» **What the exercise asks**: Output all the data exactly. Pictures do not belong in the copy.

☆ ☆ ☆

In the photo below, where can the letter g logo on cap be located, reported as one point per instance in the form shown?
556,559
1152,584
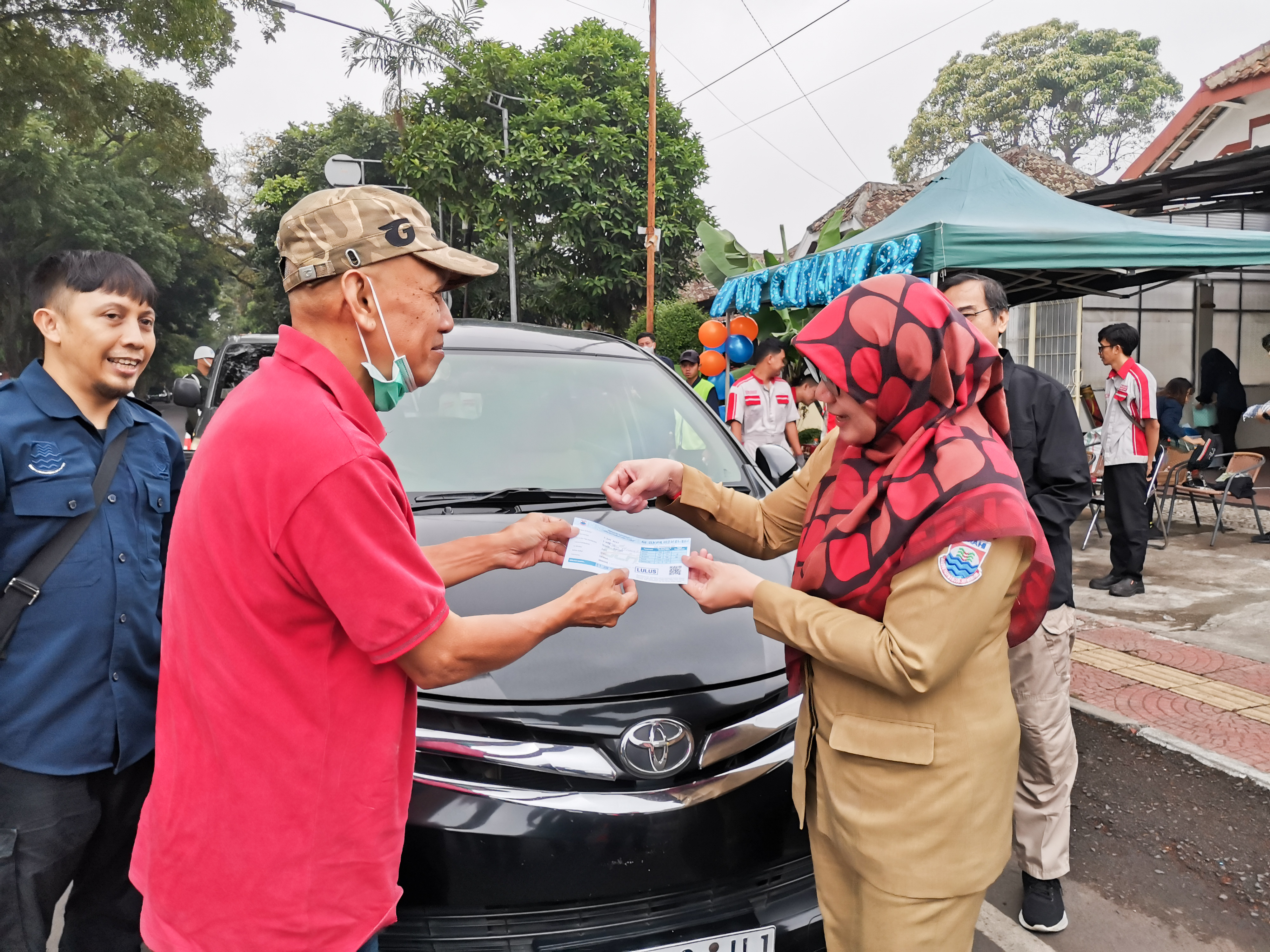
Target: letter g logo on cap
399,233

☆ ☆ ☆

» **Expected output**:
In the photo below, where can the letter g logo on cap be located, reported as one point per instance in the form shown?
556,559
1152,584
Target: letter g logo on cap
399,233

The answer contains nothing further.